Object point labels

※ ※ ※

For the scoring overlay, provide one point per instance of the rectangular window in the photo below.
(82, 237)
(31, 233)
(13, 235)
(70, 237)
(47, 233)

※ ※ ※

### Task details
Would you give the material above again, complete and exact?

### Finished exercise
For the scoring overlay, provide one point per instance of the rectangular window in the photo below.
(82, 237)
(31, 233)
(13, 235)
(70, 237)
(47, 233)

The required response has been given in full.